THE TASK: Rewrite the records below, replacing "purple flower petal" with "violet flower petal" and leaving everything else unchanged.

start EXERCISE DATA

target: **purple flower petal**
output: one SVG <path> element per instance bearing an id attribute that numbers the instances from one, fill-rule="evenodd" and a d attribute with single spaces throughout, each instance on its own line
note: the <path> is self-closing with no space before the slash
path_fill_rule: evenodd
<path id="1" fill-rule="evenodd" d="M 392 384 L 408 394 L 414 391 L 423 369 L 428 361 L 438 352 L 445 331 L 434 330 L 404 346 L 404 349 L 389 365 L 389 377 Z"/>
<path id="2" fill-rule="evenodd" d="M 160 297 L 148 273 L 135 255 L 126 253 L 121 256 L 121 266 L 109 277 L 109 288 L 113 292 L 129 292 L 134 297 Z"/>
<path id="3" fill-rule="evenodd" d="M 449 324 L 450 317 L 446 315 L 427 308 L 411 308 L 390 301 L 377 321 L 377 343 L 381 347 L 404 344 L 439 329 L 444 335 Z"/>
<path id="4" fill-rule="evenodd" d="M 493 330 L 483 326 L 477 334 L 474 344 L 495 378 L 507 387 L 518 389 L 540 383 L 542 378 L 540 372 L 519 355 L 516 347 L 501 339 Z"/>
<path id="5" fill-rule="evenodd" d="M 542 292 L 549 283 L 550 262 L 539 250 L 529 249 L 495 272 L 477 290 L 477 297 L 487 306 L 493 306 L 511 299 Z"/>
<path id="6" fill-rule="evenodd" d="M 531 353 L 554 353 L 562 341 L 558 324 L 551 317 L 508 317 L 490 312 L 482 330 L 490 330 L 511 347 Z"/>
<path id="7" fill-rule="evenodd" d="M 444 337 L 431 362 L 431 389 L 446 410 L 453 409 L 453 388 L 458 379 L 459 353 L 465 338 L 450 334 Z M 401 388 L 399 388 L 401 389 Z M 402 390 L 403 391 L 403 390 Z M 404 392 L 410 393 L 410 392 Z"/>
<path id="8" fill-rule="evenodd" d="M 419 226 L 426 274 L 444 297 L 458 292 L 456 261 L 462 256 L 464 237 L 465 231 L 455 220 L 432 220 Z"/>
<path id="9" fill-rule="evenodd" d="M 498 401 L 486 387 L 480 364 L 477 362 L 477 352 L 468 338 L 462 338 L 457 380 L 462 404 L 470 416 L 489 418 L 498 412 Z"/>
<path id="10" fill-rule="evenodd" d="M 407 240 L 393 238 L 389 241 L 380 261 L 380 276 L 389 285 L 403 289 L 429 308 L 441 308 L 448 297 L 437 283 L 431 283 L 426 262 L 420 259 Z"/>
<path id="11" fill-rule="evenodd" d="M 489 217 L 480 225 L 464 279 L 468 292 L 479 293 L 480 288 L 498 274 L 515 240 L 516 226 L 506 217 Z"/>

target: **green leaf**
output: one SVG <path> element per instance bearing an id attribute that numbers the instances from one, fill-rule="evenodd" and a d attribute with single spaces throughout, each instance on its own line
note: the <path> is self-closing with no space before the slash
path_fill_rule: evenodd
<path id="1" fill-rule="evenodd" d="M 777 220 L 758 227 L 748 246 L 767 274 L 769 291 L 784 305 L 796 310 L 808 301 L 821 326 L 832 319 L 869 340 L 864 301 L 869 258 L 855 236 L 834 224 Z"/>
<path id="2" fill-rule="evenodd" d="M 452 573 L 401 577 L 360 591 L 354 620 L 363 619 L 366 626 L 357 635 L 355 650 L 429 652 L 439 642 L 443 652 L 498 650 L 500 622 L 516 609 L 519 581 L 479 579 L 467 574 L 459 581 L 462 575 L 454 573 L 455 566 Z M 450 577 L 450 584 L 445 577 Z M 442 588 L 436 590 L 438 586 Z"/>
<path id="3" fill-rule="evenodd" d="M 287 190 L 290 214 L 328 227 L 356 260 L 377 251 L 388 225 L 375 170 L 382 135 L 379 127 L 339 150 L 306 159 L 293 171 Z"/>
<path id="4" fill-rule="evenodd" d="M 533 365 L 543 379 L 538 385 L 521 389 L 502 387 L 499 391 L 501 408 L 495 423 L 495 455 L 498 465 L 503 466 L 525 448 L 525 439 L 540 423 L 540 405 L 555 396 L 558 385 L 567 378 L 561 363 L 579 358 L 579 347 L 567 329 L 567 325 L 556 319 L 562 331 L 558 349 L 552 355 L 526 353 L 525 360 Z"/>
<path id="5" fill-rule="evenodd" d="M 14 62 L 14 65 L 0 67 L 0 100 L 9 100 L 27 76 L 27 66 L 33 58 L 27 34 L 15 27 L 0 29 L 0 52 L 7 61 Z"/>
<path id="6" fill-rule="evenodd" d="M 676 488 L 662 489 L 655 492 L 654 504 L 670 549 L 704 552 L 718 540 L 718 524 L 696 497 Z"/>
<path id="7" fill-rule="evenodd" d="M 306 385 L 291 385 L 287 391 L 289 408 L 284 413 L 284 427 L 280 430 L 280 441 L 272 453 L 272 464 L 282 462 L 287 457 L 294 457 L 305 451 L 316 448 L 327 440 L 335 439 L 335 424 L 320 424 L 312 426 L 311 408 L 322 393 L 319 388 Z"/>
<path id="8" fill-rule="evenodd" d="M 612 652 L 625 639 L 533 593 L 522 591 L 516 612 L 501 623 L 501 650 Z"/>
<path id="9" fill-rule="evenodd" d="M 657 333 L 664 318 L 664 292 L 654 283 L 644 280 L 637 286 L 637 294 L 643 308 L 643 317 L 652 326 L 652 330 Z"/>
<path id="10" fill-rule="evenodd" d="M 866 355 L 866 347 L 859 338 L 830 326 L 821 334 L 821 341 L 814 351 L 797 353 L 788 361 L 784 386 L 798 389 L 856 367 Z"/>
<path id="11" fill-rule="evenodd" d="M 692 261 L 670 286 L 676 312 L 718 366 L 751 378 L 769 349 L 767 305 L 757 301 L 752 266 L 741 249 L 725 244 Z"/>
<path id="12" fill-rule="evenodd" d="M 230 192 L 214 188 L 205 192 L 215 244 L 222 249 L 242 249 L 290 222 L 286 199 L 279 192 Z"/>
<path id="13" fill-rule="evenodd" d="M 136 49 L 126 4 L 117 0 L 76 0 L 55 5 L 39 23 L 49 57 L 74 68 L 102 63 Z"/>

end EXERCISE DATA

EXPECTED ANSWER:
target: **violet flower petal**
output: one SVG <path> element per instance bearing an id attribute that numbers the instances from one, fill-rule="evenodd" and a d attribute with single spaces throughout, each instance on its own line
note: the <path> is self-closing with no space before the slash
path_fill_rule: evenodd
<path id="1" fill-rule="evenodd" d="M 392 384 L 408 394 L 414 391 L 423 369 L 428 361 L 438 352 L 445 331 L 434 330 L 404 346 L 404 349 L 389 365 L 389 377 Z"/>
<path id="2" fill-rule="evenodd" d="M 160 297 L 148 273 L 135 255 L 126 253 L 121 256 L 121 266 L 109 277 L 109 288 L 113 292 L 129 292 L 134 297 Z"/>
<path id="3" fill-rule="evenodd" d="M 449 324 L 450 317 L 446 315 L 427 308 L 411 308 L 390 301 L 377 321 L 377 343 L 381 347 L 404 344 L 439 329 L 444 335 Z"/>
<path id="4" fill-rule="evenodd" d="M 493 330 L 483 326 L 477 334 L 474 344 L 495 378 L 507 387 L 518 389 L 540 383 L 542 378 L 540 372 L 519 355 L 516 347 L 501 339 Z"/>
<path id="5" fill-rule="evenodd" d="M 542 292 L 549 283 L 550 262 L 539 250 L 529 249 L 495 272 L 477 290 L 477 297 L 487 306 L 493 306 L 511 299 Z"/>
<path id="6" fill-rule="evenodd" d="M 531 353 L 554 353 L 562 341 L 558 324 L 551 317 L 508 317 L 490 312 L 482 330 L 490 330 L 511 347 Z"/>
<path id="7" fill-rule="evenodd" d="M 444 337 L 431 362 L 431 389 L 446 410 L 453 409 L 453 388 L 458 379 L 459 353 L 465 338 L 450 334 Z M 401 388 L 399 388 L 401 389 Z M 402 390 L 403 391 L 403 390 Z M 404 392 L 410 393 L 410 392 Z"/>
<path id="8" fill-rule="evenodd" d="M 419 226 L 426 274 L 444 297 L 458 292 L 456 261 L 462 256 L 464 237 L 465 231 L 455 220 L 432 220 Z"/>
<path id="9" fill-rule="evenodd" d="M 498 401 L 486 387 L 480 364 L 477 362 L 477 352 L 468 338 L 462 338 L 457 380 L 462 404 L 470 416 L 489 418 L 498 412 Z"/>
<path id="10" fill-rule="evenodd" d="M 407 240 L 393 238 L 389 241 L 380 261 L 380 276 L 389 285 L 403 289 L 429 308 L 441 308 L 448 297 L 437 283 L 431 283 L 426 262 L 420 259 Z"/>
<path id="11" fill-rule="evenodd" d="M 489 217 L 480 225 L 464 279 L 468 292 L 479 293 L 480 288 L 498 274 L 515 240 L 516 226 L 506 217 Z"/>

target: **green leaf**
output: one SVG <path> element per instance bearing an id attribute that numbers the instances from one, fill-rule="evenodd" and a d attribute with single spaces throughout, each instance on its own line
note: the <path> is self-closing with no space before the slash
path_fill_rule: evenodd
<path id="1" fill-rule="evenodd" d="M 777 220 L 758 227 L 748 246 L 767 274 L 769 291 L 784 305 L 796 310 L 808 301 L 821 326 L 832 319 L 869 340 L 864 301 L 869 258 L 855 236 L 834 224 Z"/>
<path id="2" fill-rule="evenodd" d="M 452 573 L 401 577 L 360 591 L 354 620 L 363 619 L 366 626 L 357 635 L 355 650 L 429 652 L 439 642 L 443 652 L 498 650 L 500 622 L 516 609 L 519 581 L 479 579 L 467 574 L 459 581 L 462 575 L 454 573 L 455 566 Z M 450 577 L 450 584 L 445 577 Z M 442 588 L 436 590 L 438 586 Z"/>
<path id="3" fill-rule="evenodd" d="M 287 190 L 290 214 L 328 227 L 356 260 L 377 251 L 388 225 L 375 170 L 382 135 L 379 127 L 339 150 L 306 159 L 293 171 Z"/>
<path id="4" fill-rule="evenodd" d="M 533 365 L 543 379 L 538 385 L 521 389 L 502 387 L 499 391 L 501 408 L 495 423 L 495 455 L 498 465 L 503 466 L 525 448 L 525 439 L 540 423 L 540 405 L 555 396 L 558 385 L 567 378 L 561 363 L 579 358 L 579 347 L 567 329 L 567 325 L 556 319 L 562 331 L 558 349 L 552 355 L 526 353 L 525 360 Z"/>
<path id="5" fill-rule="evenodd" d="M 14 62 L 14 65 L 0 67 L 0 100 L 9 100 L 27 76 L 27 66 L 33 58 L 27 34 L 15 27 L 0 29 L 0 52 L 7 61 Z"/>
<path id="6" fill-rule="evenodd" d="M 676 488 L 662 489 L 655 492 L 654 504 L 670 549 L 704 552 L 718 540 L 718 524 L 696 497 Z"/>
<path id="7" fill-rule="evenodd" d="M 306 385 L 291 385 L 287 391 L 289 408 L 284 413 L 284 427 L 280 430 L 280 441 L 272 453 L 272 464 L 282 462 L 287 457 L 294 457 L 305 451 L 316 448 L 327 440 L 335 439 L 335 424 L 320 424 L 312 426 L 311 408 L 322 393 L 319 388 Z"/>
<path id="8" fill-rule="evenodd" d="M 612 652 L 625 639 L 533 593 L 522 591 L 516 612 L 501 623 L 501 650 Z"/>
<path id="9" fill-rule="evenodd" d="M 657 333 L 664 318 L 664 292 L 654 283 L 644 280 L 637 286 L 637 294 L 643 308 L 643 317 L 652 326 L 652 330 Z"/>
<path id="10" fill-rule="evenodd" d="M 866 355 L 866 347 L 859 338 L 830 326 L 821 334 L 821 341 L 814 351 L 797 353 L 788 361 L 784 386 L 798 389 L 856 367 Z"/>
<path id="11" fill-rule="evenodd" d="M 692 261 L 670 286 L 676 312 L 718 366 L 751 378 L 769 349 L 767 305 L 757 301 L 752 266 L 741 249 L 725 244 Z"/>
<path id="12" fill-rule="evenodd" d="M 230 192 L 214 188 L 205 192 L 215 244 L 222 249 L 242 249 L 290 222 L 286 199 L 279 192 Z"/>
<path id="13" fill-rule="evenodd" d="M 136 49 L 126 4 L 117 0 L 76 0 L 55 5 L 39 23 L 49 57 L 74 68 L 102 63 Z"/>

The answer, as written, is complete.